### TEKS YANG DITAMPILKAN
* * * *

Edit Template

Biografi Iswahyudi: Perintis AURI Gugur Dalam Tugas

Iswahyudi adalah salah satu tokoh penting dalam sejarah perjuangan kemerdekaan Indonesia, khususnya dalam pengembangan kekuatan udara nasional. Ia dikenal sebagai perintis Angkatan Udara Republik Indonesia (AURI) dan seorang penerbang pemberani yang mengabdikan hidupnya untuk membela tanah air. Kisah hidupnya bukan hanya menggambarkan perjuangan di medan perang, tetapi juga mencerminkan nilai-nilai ketekunan, pengabdian, dan cinta tanah air yang luar biasa.

Lahir dari keluarga berada, Iswahyudi memiliki akses pendidikan yang baik, namun perjalanannya penuh dengan dinamika: dari seorang pelajar yang menyukai musik, menjadi tahanan perang, hingga menjelma sebagai pahlawan udara. Artikel ini mengulas perjalanan hidupnya secara kronologis, dari masa kecil hingga akhir hayatnya sebagai pejuang kemerdekaan yang gugur di medan tugas.

Awal Kehidupan dan Pendidikan

Iswahyudi lahir pada 15 Juli 1918 di Surabaya. Ia berasal dari keluarga yang cukup berada; ayahnya bernama Wiryomiharjo dan ibunya Issumirah. Berkat kondisi ekonomi yang baik, anak-anak dalam keluarga ini mendapatkan akses pendidikan yang layak.

Pada tahun 1926, Iswahyudi memulai pendidikannya di Hollandsch-Inlandsche School (HIS) Surabaya. Sejak kecil, ia dikenal sebagai anak yang cerdas, rajin, dan mudah bergaul, membuatnya disukai oleh guru maupun teman-temannya. Ia selalu menunjukkan prestasi akademik yang baik hingga akhirnya lulus pada tahun 1933.

Setelah menamatkan HIS, Iswahyudi melanjutkan pendidikan ke Meer Uitgebreid Lager Onderwijs (MULO) Surabaya. Selain tetap mempertahankan prestasi belajar yang membanggakan, di sinilah minatnya terhadap musik mulai tumbuh. Ia menjadi lebih pendiam dan sering merenung sambil menghayati lirik lagu. Meski keluarganya sempat khawatir bahwa hobinya itu akan mengganggu studi, Iswahyudi tetap membuktikan keseriusannya. Ia selalu naik kelas dengan nilai yang baik dan lulus dari MULO pada tahun 1936.

Tahun yang sama, ia diterima di Algemeene Middelbare School (AMS) di Malang. Namun, masa sekolah di AMS tidak terlalu menarik bagi Iswahyudi. Ia hanya menyelesaikan tahun pertama, lalu memutuskan untuk tidak melanjutkan dan kembali ke Surabaya pada tahun 1937.

* * * *

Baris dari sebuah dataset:
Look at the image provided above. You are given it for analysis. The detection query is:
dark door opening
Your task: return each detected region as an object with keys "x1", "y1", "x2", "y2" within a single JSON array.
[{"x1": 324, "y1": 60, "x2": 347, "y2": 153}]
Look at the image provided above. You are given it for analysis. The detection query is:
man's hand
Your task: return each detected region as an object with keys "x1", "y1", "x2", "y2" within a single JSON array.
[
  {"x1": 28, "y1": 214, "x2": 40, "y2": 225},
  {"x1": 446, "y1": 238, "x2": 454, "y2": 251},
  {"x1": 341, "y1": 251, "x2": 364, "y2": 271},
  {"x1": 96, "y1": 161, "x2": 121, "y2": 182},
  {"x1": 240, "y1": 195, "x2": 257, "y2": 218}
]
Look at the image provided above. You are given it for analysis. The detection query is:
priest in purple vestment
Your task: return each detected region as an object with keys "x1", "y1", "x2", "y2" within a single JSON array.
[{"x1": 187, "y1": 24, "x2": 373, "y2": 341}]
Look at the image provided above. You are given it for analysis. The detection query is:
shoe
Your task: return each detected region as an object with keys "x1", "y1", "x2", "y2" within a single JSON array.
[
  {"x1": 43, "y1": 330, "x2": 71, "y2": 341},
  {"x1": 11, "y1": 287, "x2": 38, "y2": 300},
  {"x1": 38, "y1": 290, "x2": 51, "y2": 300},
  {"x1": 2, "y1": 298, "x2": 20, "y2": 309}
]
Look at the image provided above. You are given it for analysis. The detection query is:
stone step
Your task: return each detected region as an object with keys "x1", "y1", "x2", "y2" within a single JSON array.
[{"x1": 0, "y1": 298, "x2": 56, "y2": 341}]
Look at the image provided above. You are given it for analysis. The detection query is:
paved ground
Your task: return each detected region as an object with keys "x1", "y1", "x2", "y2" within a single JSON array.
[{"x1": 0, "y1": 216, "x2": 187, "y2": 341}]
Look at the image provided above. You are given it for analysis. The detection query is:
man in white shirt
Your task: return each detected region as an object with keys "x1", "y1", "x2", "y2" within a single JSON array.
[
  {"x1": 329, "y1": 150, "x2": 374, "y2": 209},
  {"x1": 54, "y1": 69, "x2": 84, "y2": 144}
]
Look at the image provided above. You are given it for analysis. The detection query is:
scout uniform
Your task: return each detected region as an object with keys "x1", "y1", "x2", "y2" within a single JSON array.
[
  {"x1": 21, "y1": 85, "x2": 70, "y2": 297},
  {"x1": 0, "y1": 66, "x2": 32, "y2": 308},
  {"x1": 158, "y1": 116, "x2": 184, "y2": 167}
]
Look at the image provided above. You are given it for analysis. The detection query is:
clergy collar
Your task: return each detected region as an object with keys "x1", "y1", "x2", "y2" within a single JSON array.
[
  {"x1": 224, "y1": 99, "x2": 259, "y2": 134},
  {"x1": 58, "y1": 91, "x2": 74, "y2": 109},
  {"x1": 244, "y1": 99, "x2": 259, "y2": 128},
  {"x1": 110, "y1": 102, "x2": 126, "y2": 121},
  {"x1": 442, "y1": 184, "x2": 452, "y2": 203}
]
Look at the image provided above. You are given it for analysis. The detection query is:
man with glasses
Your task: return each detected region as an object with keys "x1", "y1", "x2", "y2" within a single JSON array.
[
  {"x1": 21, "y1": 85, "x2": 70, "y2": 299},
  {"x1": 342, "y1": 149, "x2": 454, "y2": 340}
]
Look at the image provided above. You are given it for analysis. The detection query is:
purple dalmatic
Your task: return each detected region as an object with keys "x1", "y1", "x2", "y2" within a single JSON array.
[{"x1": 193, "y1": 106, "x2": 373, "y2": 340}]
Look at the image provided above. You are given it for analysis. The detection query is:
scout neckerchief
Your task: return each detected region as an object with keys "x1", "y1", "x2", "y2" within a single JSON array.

* * * *

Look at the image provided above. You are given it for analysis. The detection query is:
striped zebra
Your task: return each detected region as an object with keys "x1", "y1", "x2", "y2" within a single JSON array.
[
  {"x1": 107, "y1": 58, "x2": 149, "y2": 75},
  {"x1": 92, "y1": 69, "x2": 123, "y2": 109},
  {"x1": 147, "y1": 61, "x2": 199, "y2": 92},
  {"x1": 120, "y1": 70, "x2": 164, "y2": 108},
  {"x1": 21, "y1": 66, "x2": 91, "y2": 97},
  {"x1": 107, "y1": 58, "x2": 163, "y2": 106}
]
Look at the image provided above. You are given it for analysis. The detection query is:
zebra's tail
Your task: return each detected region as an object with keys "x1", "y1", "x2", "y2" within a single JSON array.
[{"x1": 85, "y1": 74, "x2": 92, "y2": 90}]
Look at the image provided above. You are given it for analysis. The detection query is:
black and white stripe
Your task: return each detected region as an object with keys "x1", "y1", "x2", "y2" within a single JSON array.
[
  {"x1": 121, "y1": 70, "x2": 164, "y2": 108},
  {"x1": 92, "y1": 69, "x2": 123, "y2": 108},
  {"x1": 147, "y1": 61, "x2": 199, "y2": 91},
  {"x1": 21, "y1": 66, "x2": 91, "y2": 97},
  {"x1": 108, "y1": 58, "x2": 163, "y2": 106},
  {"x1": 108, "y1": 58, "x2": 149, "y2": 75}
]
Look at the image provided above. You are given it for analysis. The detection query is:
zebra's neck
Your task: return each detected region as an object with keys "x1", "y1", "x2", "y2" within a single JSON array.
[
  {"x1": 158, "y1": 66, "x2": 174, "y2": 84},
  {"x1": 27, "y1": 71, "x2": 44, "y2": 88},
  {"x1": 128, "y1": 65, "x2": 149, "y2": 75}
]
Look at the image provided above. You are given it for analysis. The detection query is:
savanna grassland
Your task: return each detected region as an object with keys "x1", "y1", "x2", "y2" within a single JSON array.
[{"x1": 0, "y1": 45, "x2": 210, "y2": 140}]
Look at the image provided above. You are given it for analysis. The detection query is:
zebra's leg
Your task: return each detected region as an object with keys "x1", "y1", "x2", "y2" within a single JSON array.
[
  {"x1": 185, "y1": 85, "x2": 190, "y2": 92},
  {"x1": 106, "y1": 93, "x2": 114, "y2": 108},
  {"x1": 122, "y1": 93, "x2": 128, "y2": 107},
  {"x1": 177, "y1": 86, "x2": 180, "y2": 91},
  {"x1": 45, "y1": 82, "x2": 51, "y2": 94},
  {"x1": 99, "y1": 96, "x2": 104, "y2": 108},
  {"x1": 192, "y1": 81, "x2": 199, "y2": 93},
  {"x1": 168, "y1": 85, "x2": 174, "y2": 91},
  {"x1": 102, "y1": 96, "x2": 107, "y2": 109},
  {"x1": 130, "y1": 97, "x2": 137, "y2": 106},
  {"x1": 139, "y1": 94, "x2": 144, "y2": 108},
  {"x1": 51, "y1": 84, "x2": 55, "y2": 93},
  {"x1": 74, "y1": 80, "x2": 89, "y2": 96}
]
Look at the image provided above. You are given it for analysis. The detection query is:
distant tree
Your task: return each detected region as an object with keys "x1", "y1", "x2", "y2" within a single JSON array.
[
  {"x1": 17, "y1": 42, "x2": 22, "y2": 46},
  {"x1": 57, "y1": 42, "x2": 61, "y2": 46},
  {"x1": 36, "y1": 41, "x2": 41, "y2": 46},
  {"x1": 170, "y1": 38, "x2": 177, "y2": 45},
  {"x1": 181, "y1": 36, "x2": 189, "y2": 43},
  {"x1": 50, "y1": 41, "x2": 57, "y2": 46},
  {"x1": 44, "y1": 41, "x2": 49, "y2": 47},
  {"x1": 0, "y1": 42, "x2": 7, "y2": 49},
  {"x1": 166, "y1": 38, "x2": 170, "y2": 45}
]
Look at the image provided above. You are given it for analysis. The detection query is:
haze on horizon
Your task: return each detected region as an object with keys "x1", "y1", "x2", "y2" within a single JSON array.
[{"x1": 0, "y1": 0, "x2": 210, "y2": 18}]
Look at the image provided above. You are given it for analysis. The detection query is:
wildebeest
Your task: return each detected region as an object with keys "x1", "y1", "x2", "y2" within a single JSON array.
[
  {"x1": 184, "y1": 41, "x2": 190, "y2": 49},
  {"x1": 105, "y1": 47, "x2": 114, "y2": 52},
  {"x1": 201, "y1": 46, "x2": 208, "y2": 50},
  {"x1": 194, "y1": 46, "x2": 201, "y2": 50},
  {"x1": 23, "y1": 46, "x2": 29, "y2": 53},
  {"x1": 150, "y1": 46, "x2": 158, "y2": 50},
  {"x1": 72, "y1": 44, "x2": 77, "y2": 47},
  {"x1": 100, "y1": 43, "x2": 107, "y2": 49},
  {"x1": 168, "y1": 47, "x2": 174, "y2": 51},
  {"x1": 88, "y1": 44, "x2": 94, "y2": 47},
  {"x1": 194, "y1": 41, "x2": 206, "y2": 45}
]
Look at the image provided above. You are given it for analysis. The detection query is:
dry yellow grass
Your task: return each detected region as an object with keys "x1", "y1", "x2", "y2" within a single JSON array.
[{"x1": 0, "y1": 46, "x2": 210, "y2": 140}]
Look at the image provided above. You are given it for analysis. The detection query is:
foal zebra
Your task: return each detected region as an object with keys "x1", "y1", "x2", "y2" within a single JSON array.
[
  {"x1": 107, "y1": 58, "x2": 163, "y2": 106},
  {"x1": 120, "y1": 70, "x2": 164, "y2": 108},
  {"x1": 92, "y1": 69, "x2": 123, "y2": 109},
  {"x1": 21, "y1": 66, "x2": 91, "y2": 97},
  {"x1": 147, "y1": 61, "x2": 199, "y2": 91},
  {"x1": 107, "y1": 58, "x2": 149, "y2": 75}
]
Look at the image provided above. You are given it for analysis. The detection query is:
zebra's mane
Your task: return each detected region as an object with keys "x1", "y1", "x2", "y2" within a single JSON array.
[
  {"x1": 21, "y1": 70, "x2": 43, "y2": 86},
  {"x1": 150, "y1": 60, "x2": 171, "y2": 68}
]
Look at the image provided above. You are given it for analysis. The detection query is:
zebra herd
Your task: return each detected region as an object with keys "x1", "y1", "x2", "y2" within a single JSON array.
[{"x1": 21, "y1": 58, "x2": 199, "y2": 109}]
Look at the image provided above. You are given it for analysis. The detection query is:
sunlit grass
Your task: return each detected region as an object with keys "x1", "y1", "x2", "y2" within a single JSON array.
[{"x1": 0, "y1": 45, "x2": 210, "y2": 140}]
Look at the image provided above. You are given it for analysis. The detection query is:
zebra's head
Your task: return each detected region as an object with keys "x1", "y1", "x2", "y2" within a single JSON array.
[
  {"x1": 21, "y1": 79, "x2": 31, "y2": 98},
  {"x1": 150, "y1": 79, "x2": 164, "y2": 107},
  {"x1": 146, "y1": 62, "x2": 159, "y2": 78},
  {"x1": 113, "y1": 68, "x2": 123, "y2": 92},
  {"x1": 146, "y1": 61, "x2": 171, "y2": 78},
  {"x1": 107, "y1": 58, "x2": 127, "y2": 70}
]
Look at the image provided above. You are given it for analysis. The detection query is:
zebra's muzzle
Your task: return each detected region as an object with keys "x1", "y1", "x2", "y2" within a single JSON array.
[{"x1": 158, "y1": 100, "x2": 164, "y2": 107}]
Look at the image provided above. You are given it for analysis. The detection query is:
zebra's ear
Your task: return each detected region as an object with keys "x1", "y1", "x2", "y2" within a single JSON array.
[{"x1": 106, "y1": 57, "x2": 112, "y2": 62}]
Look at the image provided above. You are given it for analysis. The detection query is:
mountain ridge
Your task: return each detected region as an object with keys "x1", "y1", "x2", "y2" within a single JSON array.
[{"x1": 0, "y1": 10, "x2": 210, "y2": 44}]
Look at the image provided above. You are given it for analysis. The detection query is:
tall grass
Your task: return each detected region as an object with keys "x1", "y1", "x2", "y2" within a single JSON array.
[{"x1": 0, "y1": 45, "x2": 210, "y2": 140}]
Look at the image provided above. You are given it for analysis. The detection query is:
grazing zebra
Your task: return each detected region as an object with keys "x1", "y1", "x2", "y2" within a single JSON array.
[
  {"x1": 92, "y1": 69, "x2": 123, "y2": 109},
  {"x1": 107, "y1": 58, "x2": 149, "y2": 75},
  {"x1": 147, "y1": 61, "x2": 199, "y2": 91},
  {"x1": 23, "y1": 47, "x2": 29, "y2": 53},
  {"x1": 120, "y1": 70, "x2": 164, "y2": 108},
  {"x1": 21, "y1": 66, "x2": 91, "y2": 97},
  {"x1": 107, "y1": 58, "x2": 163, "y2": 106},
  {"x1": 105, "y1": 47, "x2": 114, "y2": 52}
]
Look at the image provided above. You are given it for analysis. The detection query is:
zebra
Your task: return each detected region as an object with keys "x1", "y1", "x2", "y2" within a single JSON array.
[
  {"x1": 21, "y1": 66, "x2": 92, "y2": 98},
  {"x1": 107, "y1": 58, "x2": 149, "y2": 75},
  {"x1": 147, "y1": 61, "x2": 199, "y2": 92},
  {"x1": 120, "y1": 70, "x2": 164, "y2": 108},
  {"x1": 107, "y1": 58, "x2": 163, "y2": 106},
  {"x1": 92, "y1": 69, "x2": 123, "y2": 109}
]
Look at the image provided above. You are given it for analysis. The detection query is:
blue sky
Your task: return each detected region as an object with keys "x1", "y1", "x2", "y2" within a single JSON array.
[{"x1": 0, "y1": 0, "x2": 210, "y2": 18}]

* * * *

### TUGAS UNTUK DIKERJAKAN
1. Menurut biografi Iswahyudi, di sekolah apa ia memulai pendidikannya pada tahun 1926?
2. Tolong lanjutkan biografi Iswahyudi mulai dari kalimat sesudah kalimat terakhirnya.

### SEBAGAI TANGGAPAN
1. Di Hollandsch-Inlandsche School (HIS) Surabaya.

2.
Pada tahun 1938, ia melanjutkan studi ke Nederlandsch-Indische Artsen School (NIAS), sebuah sekolah kedokteran di Surabaya. Di sini, ia aktif tidak hanya dalam kegiatan akademik, tetapi juga memperluas pergaulan dan terus menekuni musik. Meskipun demikian, ia tetap bertanggung jawab terhadap tugas-tugas sekolahnya.

Namun, pecahnya Perang Pasifik menyebabkan ketidakstabilan yang turut memengaruhi dunia pendidikan. Kegiatan belajar-mengajar menjadi tidak teratur. Pada tahun 1940, Iswahyudi memutuskan berhenti dari NIAS setelah menempuh pendidikan hingga tingkat III.

Pendidikan Militer

Melihat situasi politik yang kian memanas, Iswahyudi memilih untuk mengabdikan diri dalam dunia militer. Pada tahun 1941, ia mendaftar di Sekolah Penerbangan Militer (Militaire Luchtvaart Opleiding School) yang berlokasi di Kalijati, Jawa Barat. Dengan dedikasi tinggi, ia menempuh pendidikan dengan serius dan berhasil memperoleh Klein Militaire Brevet, sertifikasi resmi untuk penerbang militer.

Namun, sejarah kembali mencatat babak penting. Pada 8 Maret 1942, Belanda menyerah tanpa syarat kepada Jepang di Kalijati. Dalam kekacauan itu, sejumlah personel penting Belanda, termasuk H.J. Van Mook, melarikan diri ke Australia—dan Iswahyudi turut dibawa karena keahliannya sebagai penerbang.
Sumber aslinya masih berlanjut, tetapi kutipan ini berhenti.